[Image-grounded pointing data]

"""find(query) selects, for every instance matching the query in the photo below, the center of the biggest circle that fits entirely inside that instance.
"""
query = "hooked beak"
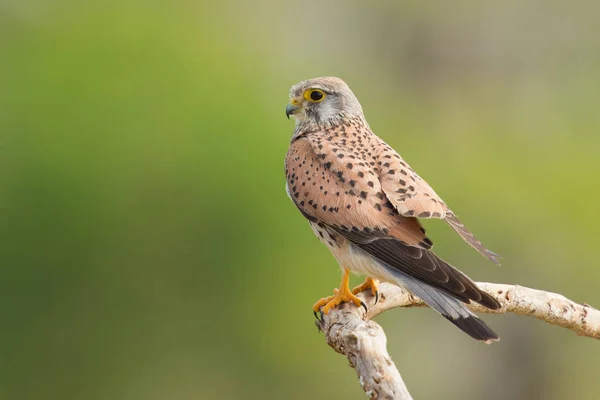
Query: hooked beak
(292, 107)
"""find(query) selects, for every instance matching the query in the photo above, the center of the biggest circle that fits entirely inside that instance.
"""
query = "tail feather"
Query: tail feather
(449, 307)
(470, 238)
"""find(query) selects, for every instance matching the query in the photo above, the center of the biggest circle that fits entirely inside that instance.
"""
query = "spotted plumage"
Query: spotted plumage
(363, 201)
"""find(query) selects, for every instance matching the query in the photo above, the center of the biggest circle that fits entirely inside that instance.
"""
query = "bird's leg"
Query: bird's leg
(369, 283)
(341, 295)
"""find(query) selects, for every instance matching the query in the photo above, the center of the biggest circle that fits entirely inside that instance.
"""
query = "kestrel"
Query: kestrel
(363, 201)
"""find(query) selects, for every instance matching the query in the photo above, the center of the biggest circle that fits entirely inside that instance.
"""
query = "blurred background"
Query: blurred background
(148, 249)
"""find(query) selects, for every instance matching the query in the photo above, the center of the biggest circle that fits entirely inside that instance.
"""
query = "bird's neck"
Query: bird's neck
(306, 127)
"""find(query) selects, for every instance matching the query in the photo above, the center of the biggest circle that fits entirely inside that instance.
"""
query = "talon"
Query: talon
(341, 295)
(369, 283)
(362, 303)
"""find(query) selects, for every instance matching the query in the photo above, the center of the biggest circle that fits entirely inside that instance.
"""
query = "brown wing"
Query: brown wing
(328, 192)
(413, 197)
(348, 199)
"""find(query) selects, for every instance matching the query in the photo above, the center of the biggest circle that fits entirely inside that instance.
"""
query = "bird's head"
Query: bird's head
(324, 101)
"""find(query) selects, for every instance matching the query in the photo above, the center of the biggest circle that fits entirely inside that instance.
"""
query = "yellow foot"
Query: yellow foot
(343, 296)
(369, 283)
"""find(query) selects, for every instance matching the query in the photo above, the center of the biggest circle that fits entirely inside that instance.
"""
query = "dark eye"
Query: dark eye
(316, 95)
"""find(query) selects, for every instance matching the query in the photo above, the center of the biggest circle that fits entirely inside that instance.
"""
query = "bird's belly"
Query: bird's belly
(349, 256)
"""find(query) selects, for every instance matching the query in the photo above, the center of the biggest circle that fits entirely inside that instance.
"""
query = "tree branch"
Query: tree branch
(350, 331)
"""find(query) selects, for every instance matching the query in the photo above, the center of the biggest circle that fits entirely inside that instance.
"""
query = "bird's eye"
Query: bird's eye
(314, 95)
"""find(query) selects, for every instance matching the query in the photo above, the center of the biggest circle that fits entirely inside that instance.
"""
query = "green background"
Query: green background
(148, 249)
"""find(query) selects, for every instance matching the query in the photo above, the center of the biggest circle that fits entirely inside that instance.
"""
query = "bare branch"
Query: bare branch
(350, 331)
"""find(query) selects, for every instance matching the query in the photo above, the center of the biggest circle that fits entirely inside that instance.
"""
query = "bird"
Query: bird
(364, 202)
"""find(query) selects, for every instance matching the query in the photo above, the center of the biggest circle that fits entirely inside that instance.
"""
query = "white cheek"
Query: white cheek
(327, 111)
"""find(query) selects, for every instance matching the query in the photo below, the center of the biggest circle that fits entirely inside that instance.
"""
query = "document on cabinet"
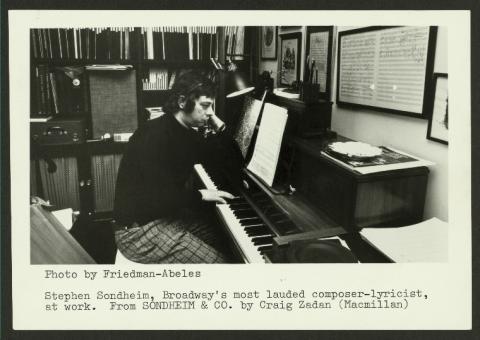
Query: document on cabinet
(269, 141)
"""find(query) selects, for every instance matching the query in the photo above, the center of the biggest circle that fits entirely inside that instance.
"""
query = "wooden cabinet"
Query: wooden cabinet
(354, 200)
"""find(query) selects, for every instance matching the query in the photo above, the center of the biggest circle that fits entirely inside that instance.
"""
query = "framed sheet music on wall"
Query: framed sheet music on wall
(319, 49)
(387, 68)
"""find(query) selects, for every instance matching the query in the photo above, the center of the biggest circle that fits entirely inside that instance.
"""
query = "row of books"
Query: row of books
(83, 43)
(179, 43)
(57, 90)
(157, 80)
(120, 43)
(234, 42)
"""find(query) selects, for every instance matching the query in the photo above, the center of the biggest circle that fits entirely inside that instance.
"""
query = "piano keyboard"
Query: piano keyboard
(251, 235)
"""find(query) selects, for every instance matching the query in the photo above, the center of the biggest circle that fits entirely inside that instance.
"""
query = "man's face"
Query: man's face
(201, 113)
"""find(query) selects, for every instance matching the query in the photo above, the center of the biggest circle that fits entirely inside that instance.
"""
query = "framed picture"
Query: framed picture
(387, 69)
(438, 122)
(291, 54)
(269, 42)
(319, 58)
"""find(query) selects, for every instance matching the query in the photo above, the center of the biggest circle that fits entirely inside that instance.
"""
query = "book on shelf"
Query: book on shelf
(40, 119)
(154, 112)
(83, 43)
(108, 67)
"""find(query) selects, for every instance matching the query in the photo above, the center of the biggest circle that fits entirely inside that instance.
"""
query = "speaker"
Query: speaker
(113, 101)
(61, 186)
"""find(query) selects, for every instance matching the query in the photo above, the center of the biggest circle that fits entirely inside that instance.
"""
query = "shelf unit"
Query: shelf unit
(95, 162)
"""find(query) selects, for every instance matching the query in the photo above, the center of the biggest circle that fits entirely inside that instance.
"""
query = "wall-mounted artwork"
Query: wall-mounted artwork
(290, 57)
(269, 42)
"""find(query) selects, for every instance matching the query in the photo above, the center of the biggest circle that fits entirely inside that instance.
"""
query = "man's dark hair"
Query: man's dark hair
(191, 85)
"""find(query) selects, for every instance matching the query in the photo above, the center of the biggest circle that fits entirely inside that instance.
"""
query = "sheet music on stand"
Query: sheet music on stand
(269, 141)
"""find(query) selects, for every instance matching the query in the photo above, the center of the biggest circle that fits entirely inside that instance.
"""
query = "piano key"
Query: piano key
(250, 221)
(261, 240)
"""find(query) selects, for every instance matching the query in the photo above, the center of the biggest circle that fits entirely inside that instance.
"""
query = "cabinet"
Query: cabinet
(354, 200)
(83, 175)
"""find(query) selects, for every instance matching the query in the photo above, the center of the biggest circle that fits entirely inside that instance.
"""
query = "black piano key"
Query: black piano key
(258, 230)
(241, 214)
(262, 240)
(286, 227)
(250, 221)
(237, 200)
(264, 249)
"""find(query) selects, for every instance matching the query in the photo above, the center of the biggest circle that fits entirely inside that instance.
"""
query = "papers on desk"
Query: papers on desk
(426, 241)
(269, 141)
(417, 162)
(65, 217)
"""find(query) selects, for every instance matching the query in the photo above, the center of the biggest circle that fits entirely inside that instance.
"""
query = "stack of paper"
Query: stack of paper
(426, 241)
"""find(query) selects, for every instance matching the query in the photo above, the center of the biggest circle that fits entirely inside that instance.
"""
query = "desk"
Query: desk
(354, 200)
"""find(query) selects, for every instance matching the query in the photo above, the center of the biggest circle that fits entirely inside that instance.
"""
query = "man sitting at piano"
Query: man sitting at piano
(158, 214)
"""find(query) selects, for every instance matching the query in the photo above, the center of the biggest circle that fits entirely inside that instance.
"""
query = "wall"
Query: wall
(404, 133)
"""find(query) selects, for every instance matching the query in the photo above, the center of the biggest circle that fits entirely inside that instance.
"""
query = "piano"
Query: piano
(261, 223)
(264, 225)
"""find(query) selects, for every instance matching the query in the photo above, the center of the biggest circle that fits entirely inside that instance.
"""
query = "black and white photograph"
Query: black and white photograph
(151, 174)
(269, 42)
(290, 58)
(166, 159)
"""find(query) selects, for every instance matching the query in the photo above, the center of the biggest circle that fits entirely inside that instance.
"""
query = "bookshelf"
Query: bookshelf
(86, 171)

**EXERCISE AIM**. Every line above should be transcribed word for word; leave the pictures out.

**PROBLEM SOLUTION**.
"""find(query) selects, for every instance matching the query in the photo below, the center of the biggest circle that fits entirely inside that instance.
"""
query = "hooked beak"
Query: hooked beak
(292, 107)
"""find(query) selects, for every instance matching the query in the photo above, the center of the biggest circle that fits entirely inside that instance.
"""
query = "tail feather"
Query: tail feather
(449, 307)
(470, 238)
"""find(query) selects, for every instance matching the query in the photo above, the center of the biggest circle that fits entirely inside that instance.
"""
query = "spotted plumage"
Query: spotted plumage
(363, 201)
"""find(query) selects, for every instance matching the query in the photo above, the center of the biggest circle that fits entirely inside that instance.
"""
query = "bird's leg"
Query: bird's leg
(369, 283)
(341, 295)
"""find(query) selects, for every instance matching the query in the photo above, the center of the biggest circle that fits entirely inside that instance.
"""
query = "kestrel"
Query: kestrel
(363, 201)
"""find(query) selects, for every instance matching the query in the photo above, the center of the biggest circle that fits entirely inside that instance.
"""
query = "blurred background"
Query: blurred background
(148, 249)
"""find(query) selects, for every instance matching the query in the photo above, the center of the biggest circle that fits entirely inside that instance.
"""
query = "bird's neck"
Query: bird's neck
(306, 127)
"""find(query) selects, for every instance matching the query in the photo above, the center of the biggest circle that fits entirely inside that instance.
"""
query = "talon"
Query: talon
(341, 295)
(369, 283)
(362, 303)
"""find(query) selects, for every instance matching the query in the photo above, the center of the biggest circle that fits entirely inside that instance.
"""
query = "brown wing"
Query: brown wing
(328, 192)
(413, 197)
(348, 199)
"""find(query) selects, for every instance matching the query in the photo above, the center of the biggest circle that fits entirely inside that instance.
"""
query = "bird's head"
Query: bird's head
(324, 101)
"""find(query) selects, for every instance matching the query in the photo above, the center of the biggest circle that fits entirely inside that instance.
"""
query = "yellow foot"
Query: yellow foot
(343, 296)
(369, 283)
"""find(query) selects, for every instance matching the query in the photo above, the center of the biggest circle that fits entirely inside that instance.
"""
query = "dark eye"
Query: dark eye
(316, 95)
"""find(query) selects, for every instance matching the query in the photo above, the center of the biggest circle that fits entirely inside that instance.
"""
query = "bird's belly"
Query: bird's belly
(349, 256)
"""find(query) selects, for every instance matching the query in the photo above, the center of the biggest circle that fits entirely inside that instance.
"""
query = "tree branch"
Query: tree branch
(350, 331)
"""find(query) selects, for every instance matching the query in the photo above, the center of the biggest circle that fits entirely inside that instance.
"""
query = "bird's eye"
Query: bird's eye
(314, 95)
"""find(query) selects, for every instance matching the query in the photo above, the center of the biggest circle that fits entirely inside that instance.
"""
query = "green background"
Query: green background
(148, 249)
"""find(query) selects, for every instance matching the query in the photo above, the center of the biggest circle that fits entirely inside that instance.
"""
query = "bare branch"
Query: bare branch
(350, 331)
"""find(query) selects, for every instance matching the query in the photo above, the center of the biggest circle that fits entirely inside that instance.
"""
query = "bird"
Query: bird
(364, 202)
"""find(query) selects, for every instance matching the query in the photo above, the center of the biggest circle that fits entirely inside that instance.
"""
query = "white cheek"
Query: white cheek
(327, 111)
"""find(query) selects, for every instance matching the query in the photo below, the center of the biggest circle that fits entirely inside that instance.
"""
query = "document on cabinet"
Query: document on cabinet
(269, 141)
"""find(query) selects, for every instance matching the query in the photo above, the center of the biggest circle that fits entirely inside that instance.
"""
query = "wooden cabinet"
Query: wooden cabinet
(354, 200)
"""find(query) selects, for every instance matching the query in the photo above, the center of the biggest circle that fits entirely inside that instance.
"""
query = "framed sheet music on wall"
Query: framed sheet music on wall
(319, 49)
(387, 68)
"""find(query) selects, for every instance matching the query in the photo above, the center of the biggest circle that fits entirely inside that instance.
"""
query = "row of books"
Query: row of books
(83, 43)
(179, 43)
(57, 90)
(157, 80)
(120, 43)
(234, 42)
"""find(query) selects, for every instance matching the query in the photo above, the center of the biggest circle that fits entirely inside that instance.
"""
query = "piano keyboard"
Query: piano keyboard
(251, 235)
"""find(query) selects, for every instance matching the query in the photo above, the center of the biggest circle that fits entirely inside that instance.
"""
query = "man's face"
Query: man's face
(201, 113)
"""find(query) selects, for every instance matching the query in the photo above, the center of the biggest circle that fits entirely inside that instance.
"""
query = "framed picture"
Query: framed picture
(387, 69)
(438, 122)
(291, 54)
(269, 42)
(319, 58)
"""find(query) selects, for every instance matching the query in the photo above, the center of the biggest circle that fits entirely inside that instance.
"""
query = "book on shelf"
Query: book on shelf
(40, 119)
(154, 112)
(83, 43)
(108, 67)
"""find(query) selects, for every instance matching the query in the photo above, the center of the biggest circle that fits entirely inside that instance.
"""
query = "speaker"
Query: speaker
(113, 101)
(61, 186)
"""find(query) selects, for every instance matching the query in the photo above, the center of the biggest circle that fits entirely inside that instance.
"""
query = "shelf unit"
Query: shelf unit
(95, 162)
"""find(query) selects, for every instance matching the query in the photo above, the center of the biggest circle that fits entirely inside that instance.
"""
query = "wall-mounted artwork"
Query: wall-mounted artwork
(290, 57)
(269, 42)
"""find(query) selects, for every instance matching the query in the photo above, the center of the biggest circle that fits entirely inside that instance.
"""
query = "man's dark hair"
Query: man's dark hair
(191, 85)
"""find(query) selects, for every instance matching the query in the photo above, the center of the biggest circle that fits entirely inside that instance.
"""
query = "sheet music on stand"
Query: sheet music on stand
(269, 141)
"""find(query) selects, for every instance matching the query in the photo above, the center of the biggest circle that fits entirely inside that instance.
"""
query = "piano key"
Query: piano key
(250, 221)
(261, 240)
"""find(query) selects, for every instance matching the query in the photo above, the center of the biggest circle that fits entirely inside that instance.
"""
query = "cabinet"
Query: cabinet
(354, 200)
(83, 175)
"""find(query) selects, for every instance matching the query in the photo above, the center of the biggest circle that fits entirely inside that instance.
"""
query = "black piano key"
Query: black piano key
(258, 230)
(241, 214)
(262, 240)
(286, 227)
(250, 221)
(237, 200)
(264, 249)
"""find(query) selects, for every instance matching the query in the photo above, the center of the biggest circle that fits entirely inside that instance.
"""
query = "papers on desk"
Query: papers on desk
(426, 241)
(269, 141)
(417, 162)
(65, 217)
"""find(query) selects, for every instance matching the query in the photo above, the center of the biggest circle that fits entirely inside that instance.
"""
query = "stack of paper"
Query: stack of paper
(426, 241)
"""find(query) selects, for every instance matching the query in the photo above, the center of the biggest circle that fits entirely inside that instance.
"""
query = "desk"
Query: desk
(354, 200)
"""find(query) selects, for every instance matching the query in the photo above, the center of the biggest circle that fits entirely inside that instance.
"""
query = "man sitting at piano"
Query: man sitting at piano
(158, 214)
"""find(query) selects, for every instance matching the query in the photo above, the center of the biggest circle that fits entirely inside that instance.
"""
query = "wall"
Query: wall
(404, 133)
"""find(query) selects, for every instance matching the query in the photo above, the center of the biggest circle that fits entirely inside that instance.
"""
query = "piano"
Query: piano
(261, 223)
(264, 225)
"""find(query) selects, for every instance matching the query in the photo above, the center of the biggest circle that fits entirely inside that instance.
"""
query = "black and white photograph"
Query: black and white photograph
(151, 174)
(269, 42)
(290, 58)
(166, 159)
"""find(query) selects, for every instance matching the query in the photo above, the center of the biggest circle that fits entirely inside that instance.
"""
query = "bookshelf"
Query: bookshelf
(86, 171)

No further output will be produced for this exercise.